** Start PASSAGE SHOWN **
25.6.1. Parallelization and Vectorization

Note that the simulation above is written in a loop rather than vectorized in a Matlab or Python style. Loops are perfectly fine, and often have higher-performance, in Julia and other compiled languages.

One advantage of loops in these cases is that it can exploit different sorts of parallelization and is amenable to compiler optimizations.

A common approach to this is to use macros which transform the code into a form more amenable to parallelization before handing the code off to the compiler. One of the most standard packages for this is LoopVectorization.jl - a dependency in already included in many high-performance libraries in Julia.

Note that in the above version with @turbo if we instead of using randn(N) to preallocate the shocks before the loop, we left in the randn(), the code gives the wrong answer. The details are subtle, but in all likelihood it is because the macro assumes all functions are pure (i.e., that randn() would return the same value within the loop and can then be cached and reused).
** End PASSAGE SHOWN **
**GIVEN EXERCISE**: Repeat word for word the part of the passage on parallelization and vectorization that starts at "25.6.1. Parallelization and" and ends at "to compiler optimizations.".
** Start PROVIDED RECORDS **
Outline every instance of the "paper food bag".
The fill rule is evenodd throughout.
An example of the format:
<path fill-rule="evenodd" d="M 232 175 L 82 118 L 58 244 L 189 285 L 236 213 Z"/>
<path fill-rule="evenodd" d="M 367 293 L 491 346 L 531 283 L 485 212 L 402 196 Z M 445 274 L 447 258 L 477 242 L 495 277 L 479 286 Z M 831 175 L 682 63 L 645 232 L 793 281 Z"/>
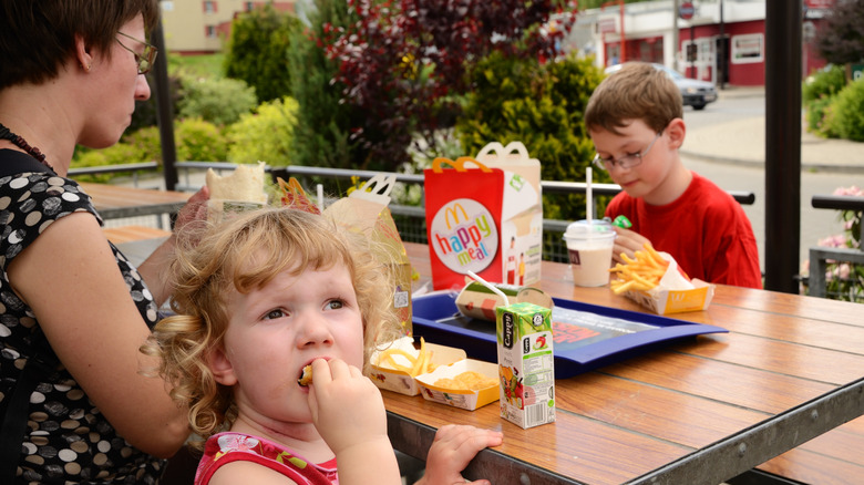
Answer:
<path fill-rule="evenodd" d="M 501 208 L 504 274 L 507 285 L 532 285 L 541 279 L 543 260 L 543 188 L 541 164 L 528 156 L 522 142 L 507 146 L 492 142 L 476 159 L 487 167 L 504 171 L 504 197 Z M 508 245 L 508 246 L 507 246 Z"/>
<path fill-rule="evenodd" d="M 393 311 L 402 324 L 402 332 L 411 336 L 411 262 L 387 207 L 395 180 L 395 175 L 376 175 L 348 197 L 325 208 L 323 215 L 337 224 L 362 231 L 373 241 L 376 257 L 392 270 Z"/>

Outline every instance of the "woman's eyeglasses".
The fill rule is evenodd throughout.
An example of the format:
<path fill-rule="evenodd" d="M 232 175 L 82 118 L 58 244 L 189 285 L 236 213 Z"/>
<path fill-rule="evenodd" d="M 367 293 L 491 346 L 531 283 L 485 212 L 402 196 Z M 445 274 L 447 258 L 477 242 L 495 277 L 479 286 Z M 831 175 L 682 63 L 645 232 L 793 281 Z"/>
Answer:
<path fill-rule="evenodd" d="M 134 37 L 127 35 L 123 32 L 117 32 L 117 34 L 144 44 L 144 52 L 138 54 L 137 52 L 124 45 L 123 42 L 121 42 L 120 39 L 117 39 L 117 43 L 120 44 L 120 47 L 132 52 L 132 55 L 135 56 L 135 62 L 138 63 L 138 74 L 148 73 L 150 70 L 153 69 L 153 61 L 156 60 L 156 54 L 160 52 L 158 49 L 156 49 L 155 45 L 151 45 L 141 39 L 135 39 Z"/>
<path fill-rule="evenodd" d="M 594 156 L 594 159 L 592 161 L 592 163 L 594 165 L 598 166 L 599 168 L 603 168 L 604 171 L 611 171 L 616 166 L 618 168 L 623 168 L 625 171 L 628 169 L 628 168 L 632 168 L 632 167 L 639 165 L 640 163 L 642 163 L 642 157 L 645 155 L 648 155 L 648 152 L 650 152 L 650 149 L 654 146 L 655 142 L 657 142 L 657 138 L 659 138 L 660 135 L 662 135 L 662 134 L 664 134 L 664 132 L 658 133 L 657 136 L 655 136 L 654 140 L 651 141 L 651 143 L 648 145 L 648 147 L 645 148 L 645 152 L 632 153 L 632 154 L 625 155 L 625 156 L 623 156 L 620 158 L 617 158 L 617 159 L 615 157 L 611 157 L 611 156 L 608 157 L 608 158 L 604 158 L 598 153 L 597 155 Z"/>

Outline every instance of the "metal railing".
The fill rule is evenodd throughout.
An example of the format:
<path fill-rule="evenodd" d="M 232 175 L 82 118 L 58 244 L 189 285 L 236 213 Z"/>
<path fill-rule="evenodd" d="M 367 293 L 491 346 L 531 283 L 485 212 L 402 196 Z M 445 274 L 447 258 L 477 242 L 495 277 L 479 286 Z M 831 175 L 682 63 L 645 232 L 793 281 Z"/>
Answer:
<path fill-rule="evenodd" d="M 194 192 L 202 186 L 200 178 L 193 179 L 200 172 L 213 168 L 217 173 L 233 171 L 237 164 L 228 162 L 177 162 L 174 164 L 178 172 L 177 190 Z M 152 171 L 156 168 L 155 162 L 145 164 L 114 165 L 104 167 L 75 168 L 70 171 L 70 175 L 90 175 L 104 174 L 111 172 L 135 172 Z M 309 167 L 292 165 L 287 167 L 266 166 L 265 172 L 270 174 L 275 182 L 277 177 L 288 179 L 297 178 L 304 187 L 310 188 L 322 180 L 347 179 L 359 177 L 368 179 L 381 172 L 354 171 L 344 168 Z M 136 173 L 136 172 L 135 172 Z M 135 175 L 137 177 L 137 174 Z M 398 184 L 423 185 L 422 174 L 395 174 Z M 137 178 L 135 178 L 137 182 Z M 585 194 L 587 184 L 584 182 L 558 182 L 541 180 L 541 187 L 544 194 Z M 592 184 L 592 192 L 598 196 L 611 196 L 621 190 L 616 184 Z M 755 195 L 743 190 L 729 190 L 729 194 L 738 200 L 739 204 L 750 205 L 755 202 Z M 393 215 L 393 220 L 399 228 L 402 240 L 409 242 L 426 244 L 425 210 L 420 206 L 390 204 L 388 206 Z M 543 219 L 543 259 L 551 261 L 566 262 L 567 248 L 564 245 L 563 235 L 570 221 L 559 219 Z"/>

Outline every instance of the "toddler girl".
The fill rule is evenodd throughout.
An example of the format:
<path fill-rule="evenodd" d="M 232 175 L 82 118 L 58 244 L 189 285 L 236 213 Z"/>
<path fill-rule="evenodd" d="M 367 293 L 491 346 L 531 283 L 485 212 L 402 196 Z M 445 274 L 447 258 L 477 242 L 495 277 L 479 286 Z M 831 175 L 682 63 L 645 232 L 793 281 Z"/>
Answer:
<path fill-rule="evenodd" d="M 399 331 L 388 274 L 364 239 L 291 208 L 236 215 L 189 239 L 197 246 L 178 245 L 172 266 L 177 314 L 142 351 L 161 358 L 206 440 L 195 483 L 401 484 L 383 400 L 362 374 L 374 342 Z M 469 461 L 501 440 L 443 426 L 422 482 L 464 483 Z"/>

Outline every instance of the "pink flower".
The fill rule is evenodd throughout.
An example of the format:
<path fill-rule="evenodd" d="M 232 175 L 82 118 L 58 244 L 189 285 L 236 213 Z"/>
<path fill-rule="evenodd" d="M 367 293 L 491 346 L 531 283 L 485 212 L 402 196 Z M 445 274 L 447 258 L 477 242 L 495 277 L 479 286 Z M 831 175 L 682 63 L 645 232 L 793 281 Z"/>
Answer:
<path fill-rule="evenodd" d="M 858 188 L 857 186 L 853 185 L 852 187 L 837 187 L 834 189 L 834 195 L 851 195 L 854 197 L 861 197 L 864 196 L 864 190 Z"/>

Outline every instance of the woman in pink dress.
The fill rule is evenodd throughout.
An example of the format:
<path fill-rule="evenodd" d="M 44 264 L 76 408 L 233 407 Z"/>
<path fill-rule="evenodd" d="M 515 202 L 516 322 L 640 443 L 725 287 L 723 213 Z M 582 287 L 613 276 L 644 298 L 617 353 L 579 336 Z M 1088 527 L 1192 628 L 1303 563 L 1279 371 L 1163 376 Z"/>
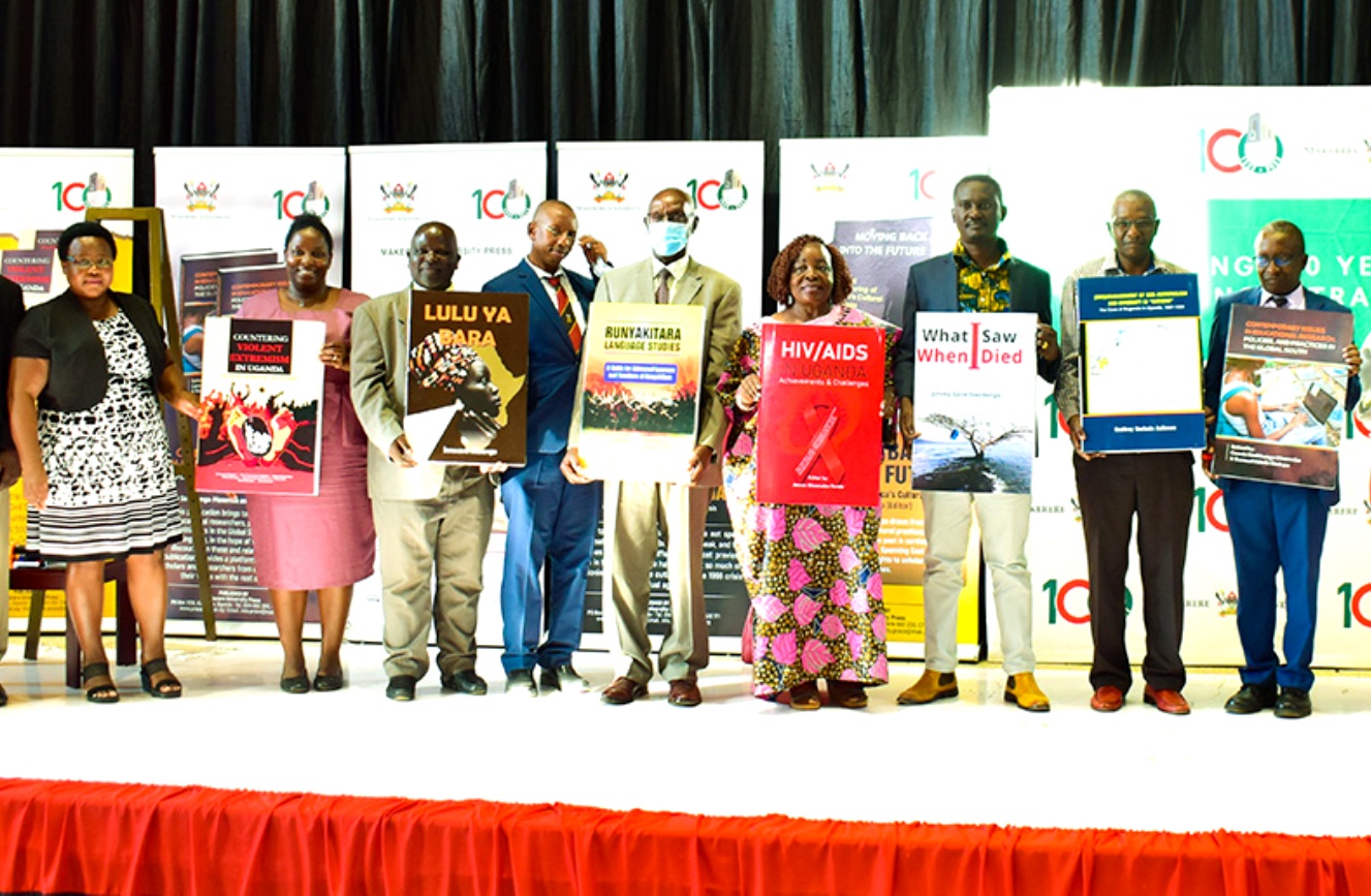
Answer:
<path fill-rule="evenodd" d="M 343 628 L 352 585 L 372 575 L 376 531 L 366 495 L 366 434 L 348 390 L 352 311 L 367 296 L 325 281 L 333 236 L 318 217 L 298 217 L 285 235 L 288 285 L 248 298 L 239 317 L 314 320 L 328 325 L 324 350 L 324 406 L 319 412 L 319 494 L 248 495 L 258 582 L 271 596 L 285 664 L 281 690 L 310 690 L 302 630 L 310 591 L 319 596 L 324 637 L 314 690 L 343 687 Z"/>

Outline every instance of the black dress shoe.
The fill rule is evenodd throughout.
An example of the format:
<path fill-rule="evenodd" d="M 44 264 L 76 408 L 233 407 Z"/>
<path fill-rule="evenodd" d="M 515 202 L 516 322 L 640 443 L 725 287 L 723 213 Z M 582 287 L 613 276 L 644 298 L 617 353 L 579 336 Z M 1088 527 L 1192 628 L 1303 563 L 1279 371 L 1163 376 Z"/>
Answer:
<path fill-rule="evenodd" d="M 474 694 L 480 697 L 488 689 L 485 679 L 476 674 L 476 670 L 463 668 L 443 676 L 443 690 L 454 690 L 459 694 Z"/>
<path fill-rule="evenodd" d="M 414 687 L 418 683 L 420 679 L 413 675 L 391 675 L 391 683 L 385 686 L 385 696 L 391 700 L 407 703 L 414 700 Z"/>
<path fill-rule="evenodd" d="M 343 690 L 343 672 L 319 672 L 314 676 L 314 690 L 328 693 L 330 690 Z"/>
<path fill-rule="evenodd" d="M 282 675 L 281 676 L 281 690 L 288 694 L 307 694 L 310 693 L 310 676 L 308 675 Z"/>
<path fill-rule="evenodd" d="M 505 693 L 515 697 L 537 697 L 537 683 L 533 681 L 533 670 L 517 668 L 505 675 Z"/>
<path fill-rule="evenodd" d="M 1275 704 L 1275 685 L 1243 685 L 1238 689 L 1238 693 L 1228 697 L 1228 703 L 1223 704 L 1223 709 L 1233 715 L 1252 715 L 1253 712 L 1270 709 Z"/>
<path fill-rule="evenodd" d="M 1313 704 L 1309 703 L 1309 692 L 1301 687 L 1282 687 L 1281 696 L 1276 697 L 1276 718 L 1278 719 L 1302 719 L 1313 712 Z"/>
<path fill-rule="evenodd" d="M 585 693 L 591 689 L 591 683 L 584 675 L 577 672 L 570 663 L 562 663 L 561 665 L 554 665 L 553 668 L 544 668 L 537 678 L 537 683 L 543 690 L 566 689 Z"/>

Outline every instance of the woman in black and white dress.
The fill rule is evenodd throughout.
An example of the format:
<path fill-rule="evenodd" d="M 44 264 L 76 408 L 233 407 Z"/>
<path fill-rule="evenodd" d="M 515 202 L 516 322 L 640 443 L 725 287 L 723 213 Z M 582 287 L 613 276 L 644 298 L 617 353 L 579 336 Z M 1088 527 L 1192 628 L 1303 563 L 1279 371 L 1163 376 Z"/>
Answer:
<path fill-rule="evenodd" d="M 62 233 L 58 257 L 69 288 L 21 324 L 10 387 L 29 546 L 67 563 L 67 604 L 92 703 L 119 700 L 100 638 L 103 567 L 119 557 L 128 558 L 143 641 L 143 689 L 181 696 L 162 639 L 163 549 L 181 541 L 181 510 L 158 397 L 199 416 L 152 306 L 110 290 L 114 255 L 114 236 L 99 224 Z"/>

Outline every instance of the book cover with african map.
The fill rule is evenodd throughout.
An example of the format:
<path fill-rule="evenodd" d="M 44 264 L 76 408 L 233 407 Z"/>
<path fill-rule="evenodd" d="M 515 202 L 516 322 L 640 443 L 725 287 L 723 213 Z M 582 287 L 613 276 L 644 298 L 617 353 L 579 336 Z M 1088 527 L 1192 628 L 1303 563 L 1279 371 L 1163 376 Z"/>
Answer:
** End PROVIDED RECORDS **
**WORKED SOLUTION**:
25.6.1. Parallelization and Vectorization

Note that the simulation above is written in a loop rather than vectorized in a Matlab or Python style. Loops are perfectly fine, and often have higher-performance, in Julia and other compiled languages.

One advantage of loops in these cases is that it can exploit different sorts of parallelization and is amenable to compiler optimizations.